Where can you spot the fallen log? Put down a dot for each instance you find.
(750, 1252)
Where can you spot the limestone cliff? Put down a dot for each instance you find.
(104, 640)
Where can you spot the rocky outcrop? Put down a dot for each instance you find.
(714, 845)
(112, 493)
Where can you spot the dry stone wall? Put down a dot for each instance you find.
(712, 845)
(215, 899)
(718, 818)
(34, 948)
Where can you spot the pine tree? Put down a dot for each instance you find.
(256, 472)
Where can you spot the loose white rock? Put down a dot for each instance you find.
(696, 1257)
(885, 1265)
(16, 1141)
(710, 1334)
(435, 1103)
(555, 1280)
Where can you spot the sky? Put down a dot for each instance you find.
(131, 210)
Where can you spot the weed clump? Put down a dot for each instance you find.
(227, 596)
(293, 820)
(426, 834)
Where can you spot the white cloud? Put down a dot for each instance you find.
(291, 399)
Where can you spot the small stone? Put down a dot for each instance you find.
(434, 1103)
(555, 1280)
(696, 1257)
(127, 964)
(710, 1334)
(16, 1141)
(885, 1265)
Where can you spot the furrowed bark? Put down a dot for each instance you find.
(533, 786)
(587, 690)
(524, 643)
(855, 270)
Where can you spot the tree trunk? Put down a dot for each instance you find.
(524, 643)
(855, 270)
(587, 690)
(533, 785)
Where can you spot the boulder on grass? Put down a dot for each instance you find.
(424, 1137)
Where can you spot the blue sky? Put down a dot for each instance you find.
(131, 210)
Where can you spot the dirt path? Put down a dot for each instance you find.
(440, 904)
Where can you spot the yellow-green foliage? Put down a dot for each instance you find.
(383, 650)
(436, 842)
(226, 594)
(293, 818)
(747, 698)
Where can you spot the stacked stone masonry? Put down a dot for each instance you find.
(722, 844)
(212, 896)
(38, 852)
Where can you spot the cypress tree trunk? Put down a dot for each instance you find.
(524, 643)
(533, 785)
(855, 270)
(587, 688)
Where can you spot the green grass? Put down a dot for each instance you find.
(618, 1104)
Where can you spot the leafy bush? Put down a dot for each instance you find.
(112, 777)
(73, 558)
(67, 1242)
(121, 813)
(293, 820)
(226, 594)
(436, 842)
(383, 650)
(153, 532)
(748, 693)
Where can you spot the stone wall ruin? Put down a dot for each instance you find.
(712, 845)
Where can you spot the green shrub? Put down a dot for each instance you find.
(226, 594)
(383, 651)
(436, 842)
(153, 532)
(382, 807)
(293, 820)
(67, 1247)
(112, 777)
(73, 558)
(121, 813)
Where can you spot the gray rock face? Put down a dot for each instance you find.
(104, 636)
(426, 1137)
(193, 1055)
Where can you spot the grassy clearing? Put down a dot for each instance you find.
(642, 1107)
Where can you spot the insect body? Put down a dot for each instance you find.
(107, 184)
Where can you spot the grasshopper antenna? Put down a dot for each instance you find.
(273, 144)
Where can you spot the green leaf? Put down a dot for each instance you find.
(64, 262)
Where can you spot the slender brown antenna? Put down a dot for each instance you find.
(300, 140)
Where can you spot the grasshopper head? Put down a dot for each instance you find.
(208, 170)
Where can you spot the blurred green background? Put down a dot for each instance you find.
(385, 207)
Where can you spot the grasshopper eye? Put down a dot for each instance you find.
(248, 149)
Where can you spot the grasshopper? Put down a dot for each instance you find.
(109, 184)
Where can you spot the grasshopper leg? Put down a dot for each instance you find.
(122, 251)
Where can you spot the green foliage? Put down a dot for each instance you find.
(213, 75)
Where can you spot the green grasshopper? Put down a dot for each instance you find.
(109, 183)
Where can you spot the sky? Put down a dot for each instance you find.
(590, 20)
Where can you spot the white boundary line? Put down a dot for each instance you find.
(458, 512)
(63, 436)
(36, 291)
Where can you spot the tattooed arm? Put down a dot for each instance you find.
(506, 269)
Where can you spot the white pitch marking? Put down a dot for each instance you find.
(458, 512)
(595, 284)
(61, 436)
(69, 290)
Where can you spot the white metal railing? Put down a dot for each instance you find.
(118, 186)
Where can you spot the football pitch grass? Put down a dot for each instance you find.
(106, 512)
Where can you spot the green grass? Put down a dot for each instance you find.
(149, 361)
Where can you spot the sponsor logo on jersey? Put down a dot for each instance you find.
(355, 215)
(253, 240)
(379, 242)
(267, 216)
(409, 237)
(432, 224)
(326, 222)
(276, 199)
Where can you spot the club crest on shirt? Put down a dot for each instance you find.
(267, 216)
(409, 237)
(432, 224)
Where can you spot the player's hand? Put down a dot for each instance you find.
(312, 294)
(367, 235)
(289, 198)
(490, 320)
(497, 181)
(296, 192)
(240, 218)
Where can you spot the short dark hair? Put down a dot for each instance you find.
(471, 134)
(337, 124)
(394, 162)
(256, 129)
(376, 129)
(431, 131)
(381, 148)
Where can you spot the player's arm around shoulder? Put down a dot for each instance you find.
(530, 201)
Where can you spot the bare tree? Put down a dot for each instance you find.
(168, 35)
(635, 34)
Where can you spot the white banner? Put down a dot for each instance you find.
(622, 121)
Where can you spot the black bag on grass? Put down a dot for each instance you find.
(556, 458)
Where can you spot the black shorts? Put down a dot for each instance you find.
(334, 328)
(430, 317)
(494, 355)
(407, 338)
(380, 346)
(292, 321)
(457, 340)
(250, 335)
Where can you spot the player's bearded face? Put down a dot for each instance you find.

• [Set problem]
Express the lines of the material as a JSON list of strings, with one string per line and blank lines omitted.

• [Output for this task]
[
  "Where can you spot the fallen log? Put down a dot for each instance you find.",
  "(750, 1252)",
  "Where can you spot the limestone cliff? Put down a dot for each instance you find.",
  "(104, 640)",
  "Where can you spot the rocky outcrop? Put down a dot for each instance you find.",
  "(714, 845)",
  "(112, 493)",
  "Where can you spot the dry stone wall? Put down a dot for each instance you find.",
  "(712, 845)",
  "(215, 899)",
  "(718, 818)",
  "(34, 948)",
  "Where can you spot the pine tree? Put down a dot for each instance you find.",
  "(256, 472)",
  "Where can you spot the loose white rock? Put down a dot for each instance you find.",
  "(696, 1257)",
  "(885, 1265)",
  "(16, 1141)",
  "(710, 1334)",
  "(435, 1103)",
  "(555, 1280)",
  "Where can you spot the sky? Put down a dot for each instance you find.",
  "(131, 210)",
  "Where can you spot the weed clump? Put down a dot for each instance you find.",
  "(227, 596)",
  "(293, 820)",
  "(426, 834)",
  "Where can you spot the white cloud? Put down a dot for each instance you find.",
  "(291, 399)",
  "Where can you spot the small stone? Put down a dot for each instance you find.",
  "(434, 1103)",
  "(555, 1280)",
  "(696, 1257)",
  "(127, 964)",
  "(710, 1334)",
  "(16, 1141)",
  "(885, 1265)",
  "Where can you spot the furrowed bark? Put down a dot for each instance you find.",
  "(533, 786)",
  "(587, 690)",
  "(524, 643)",
  "(855, 270)",
  "Where can you spot the tree trunk? Put down a dot for each instance you find.",
  "(524, 643)",
  "(855, 270)",
  "(587, 690)",
  "(533, 785)",
  "Where can you spot the boulder on grass? Put down a dot for each instance you find.",
  "(424, 1137)",
  "Where can you spot the blue sky? Put down a dot for each instance you find.",
  "(131, 210)",
  "Where can you spot the dirt path? Put down a dot for each instance you find.",
  "(440, 904)",
  "Where can you spot the yellow-green foliage? Put down a dot for each instance you find.",
  "(383, 650)",
  "(436, 842)",
  "(226, 594)",
  "(293, 818)",
  "(747, 698)",
  "Where can you spot the stacked stone masonry? Put down a dot for each instance you find.",
  "(722, 844)",
  "(212, 896)",
  "(38, 852)",
  "Where can you spot the cypress tree trunk? Put down a dot for each instance you find.",
  "(524, 643)",
  "(533, 785)",
  "(855, 270)",
  "(587, 688)",
  "Where can you spot the green grass? Put down a dot for each instance you find.",
  "(618, 1104)",
  "Where can you spot the leafy bush? Put down a dot for each instance you find.",
  "(112, 777)",
  "(73, 558)",
  "(67, 1242)",
  "(121, 813)",
  "(293, 820)",
  "(226, 594)",
  "(436, 842)",
  "(383, 650)",
  "(153, 532)",
  "(748, 693)",
  "Where can you spot the stone wall ruin? Put down a dot for each instance you find.",
  "(712, 845)",
  "Where can you spot the green shrub? Put down a dot for each instance you find.",
  "(226, 594)",
  "(383, 651)",
  "(436, 842)",
  "(153, 532)",
  "(382, 807)",
  "(293, 820)",
  "(67, 1247)",
  "(112, 777)",
  "(73, 558)",
  "(121, 813)",
  "Where can you spot the gray rock face? Put down a dot for each instance you find.",
  "(104, 636)",
  "(426, 1137)",
  "(193, 1055)",
  "Where can you spot the grassy clearing? Put down a dot for each instance you find.",
  "(642, 1107)",
  "Where can you spot the insect body? Put down a dot for each instance you find.",
  "(107, 184)",
  "Where can you spot the grasshopper antenna? Put down a dot for each instance you find.",
  "(273, 144)",
  "Where can you spot the green leaf? Put down a dot for each instance you find.",
  "(64, 262)",
  "Where can you spot the slender brown antenna? Put down a dot for each instance you find.",
  "(300, 140)",
  "Where can you spot the grasshopper head? Put down a dot for each instance you find.",
  "(208, 170)",
  "Where can you spot the blurred green background? Put down a dot for each instance you find.",
  "(385, 207)",
  "Where can you spot the grasshopper eye? Put down a dot for each instance you find.",
  "(248, 149)",
  "Where can you spot the grasshopper? Put down a dot for each instance you find.",
  "(109, 184)",
  "Where can you spot the grasshopper leg? Put down a dot for each instance you find.",
  "(122, 251)",
  "Where can you spot the green foliage? Put down a dot for each instance you find.",
  "(213, 75)",
  "Where can you spot the green grasshopper? Put down a dot for each instance you find.",
  "(109, 183)",
  "Where can you spot the sky? Put down a dot for each instance you find.",
  "(590, 20)",
  "Where can you spot the white boundary line? Put down a dot for each instance you find.",
  "(458, 512)",
  "(63, 436)",
  "(36, 291)",
  "Where can you spot the tattooed arm? Put down a dot for each instance you find.",
  "(506, 269)",
  "Where can you spot the white pitch marking? Put down a dot for each instance you find.",
  "(458, 512)",
  "(595, 284)",
  "(61, 436)",
  "(69, 290)",
  "Where can you spot the white metal railing? Put down a dot for each instance you find.",
  "(118, 186)",
  "Where can you spot the football pitch grass? Put down a dot for each instance you find.",
  "(106, 512)",
  "Where can you spot the green grass? Put down a dot for each instance you find.",
  "(149, 361)",
  "Where can you spot the sponsor logo on jersey? Put down a dot for each instance you find.",
  "(355, 215)",
  "(253, 240)",
  "(379, 242)",
  "(267, 216)",
  "(409, 237)",
  "(432, 224)",
  "(326, 222)",
  "(276, 199)",
  "Where can you spot the club crest on shirt? Put down a dot for each instance you find.",
  "(267, 216)",
  "(409, 237)",
  "(432, 224)",
  "Where can you spot the player's hand? Put down a dot for each instance you find.",
  "(312, 294)",
  "(367, 235)",
  "(289, 198)",
  "(490, 320)",
  "(497, 181)",
  "(296, 192)",
  "(240, 218)",
  "Where can you spot the short dark hair? Put down a dot for each instance you find.",
  "(471, 134)",
  "(337, 124)",
  "(394, 162)",
  "(256, 129)",
  "(376, 129)",
  "(431, 131)",
  "(381, 148)",
  "Where can you spot the player's arm around shoulder? Put down a dot for each instance you find.",
  "(530, 201)",
  "Where can you spot the bare tree? Put down a dot for each instance you find.",
  "(168, 35)",
  "(635, 34)",
  "Where can you spot the white banner? Put down a dot for each instance you find.",
  "(622, 121)",
  "Where can you spot the black bag on grass? Put down a dot for each instance you find.",
  "(556, 458)",
  "Where can you spot the black shorts? Put down a dot for each instance you find.",
  "(334, 328)",
  "(430, 317)",
  "(494, 355)",
  "(407, 338)",
  "(380, 346)",
  "(292, 321)",
  "(457, 340)",
  "(250, 335)",
  "Where can you spot the player's bearded face? Put down a dot for each instance you find."
]